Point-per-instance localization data

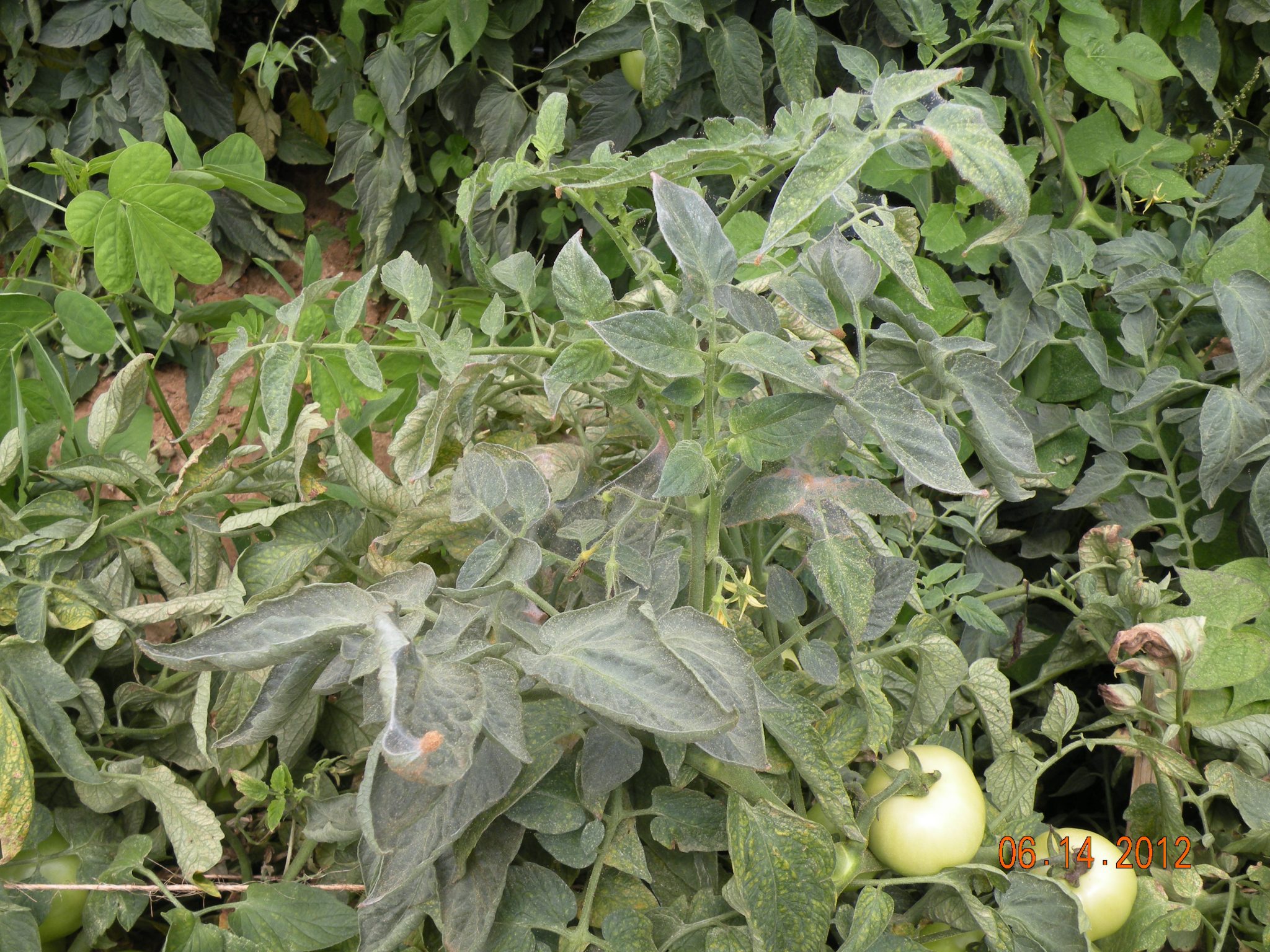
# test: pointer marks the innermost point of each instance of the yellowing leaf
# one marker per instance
(17, 783)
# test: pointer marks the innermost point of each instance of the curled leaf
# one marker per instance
(1155, 646)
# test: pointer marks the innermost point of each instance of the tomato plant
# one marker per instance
(686, 475)
(51, 862)
(958, 942)
(918, 835)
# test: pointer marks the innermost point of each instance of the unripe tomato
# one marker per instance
(949, 943)
(51, 865)
(1106, 892)
(846, 863)
(921, 835)
(633, 68)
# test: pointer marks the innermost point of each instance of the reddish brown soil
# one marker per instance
(338, 258)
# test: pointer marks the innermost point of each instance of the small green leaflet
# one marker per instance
(776, 427)
(653, 340)
(982, 159)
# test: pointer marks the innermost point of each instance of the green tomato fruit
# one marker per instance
(949, 943)
(846, 863)
(921, 835)
(51, 865)
(1106, 892)
(633, 69)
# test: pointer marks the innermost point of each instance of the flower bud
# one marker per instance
(1137, 592)
(1121, 699)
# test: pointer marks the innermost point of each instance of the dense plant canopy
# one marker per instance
(732, 436)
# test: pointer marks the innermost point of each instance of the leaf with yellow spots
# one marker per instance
(17, 783)
(784, 868)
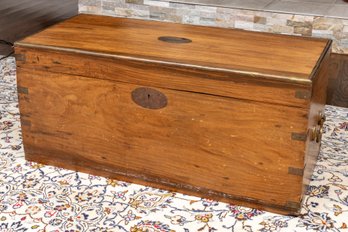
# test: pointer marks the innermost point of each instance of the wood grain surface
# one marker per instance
(217, 48)
(226, 84)
(197, 142)
(20, 18)
(226, 122)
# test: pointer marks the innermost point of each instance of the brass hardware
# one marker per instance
(173, 39)
(298, 136)
(321, 118)
(149, 98)
(303, 94)
(316, 133)
(295, 171)
(22, 90)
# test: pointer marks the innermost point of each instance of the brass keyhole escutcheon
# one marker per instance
(174, 39)
(149, 98)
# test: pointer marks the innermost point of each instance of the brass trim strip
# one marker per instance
(289, 79)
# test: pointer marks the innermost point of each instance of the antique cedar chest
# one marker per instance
(224, 114)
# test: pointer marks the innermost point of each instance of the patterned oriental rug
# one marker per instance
(34, 197)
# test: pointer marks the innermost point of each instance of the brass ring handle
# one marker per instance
(316, 133)
(321, 118)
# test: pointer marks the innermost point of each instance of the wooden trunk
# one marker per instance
(223, 114)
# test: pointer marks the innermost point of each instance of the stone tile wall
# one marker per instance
(284, 23)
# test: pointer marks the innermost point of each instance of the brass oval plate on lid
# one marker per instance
(173, 39)
(149, 98)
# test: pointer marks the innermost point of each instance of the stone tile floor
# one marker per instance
(330, 8)
(34, 197)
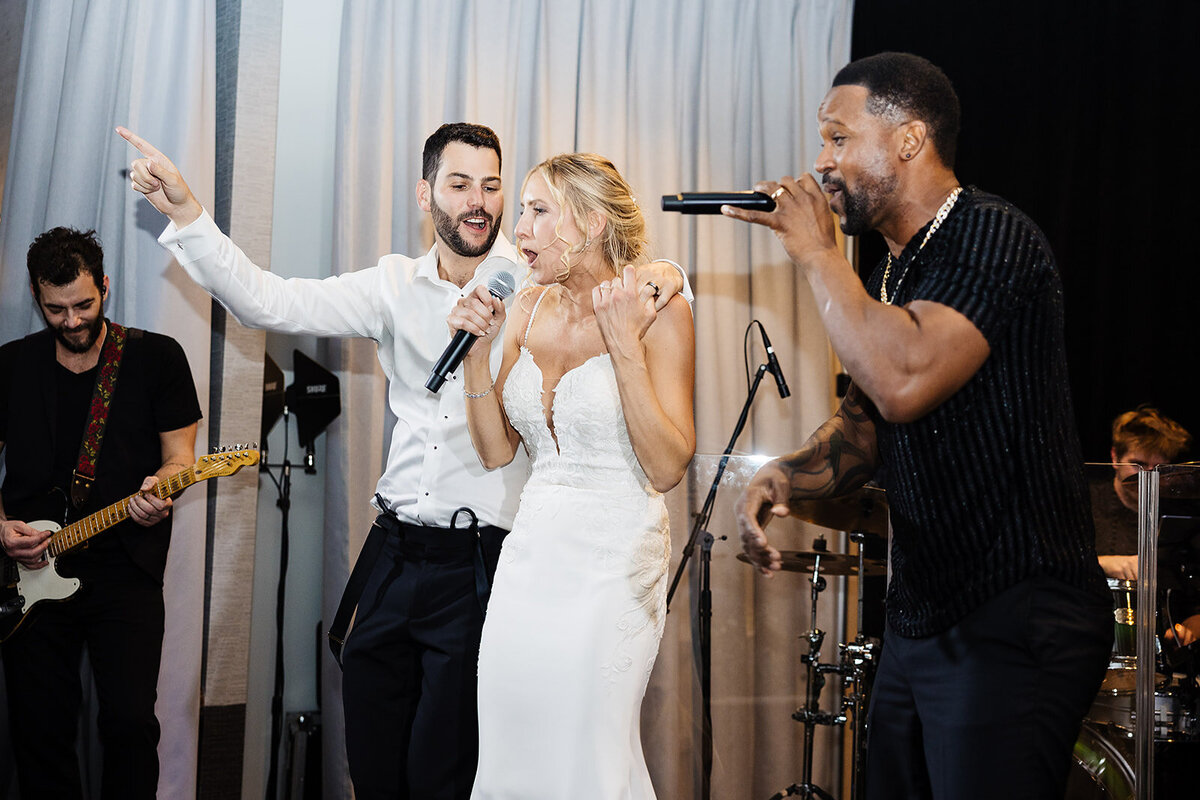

**Your instructions**. The expected output is one number: how many lines of the data above hold the string "green".

**Answer for the task**. 2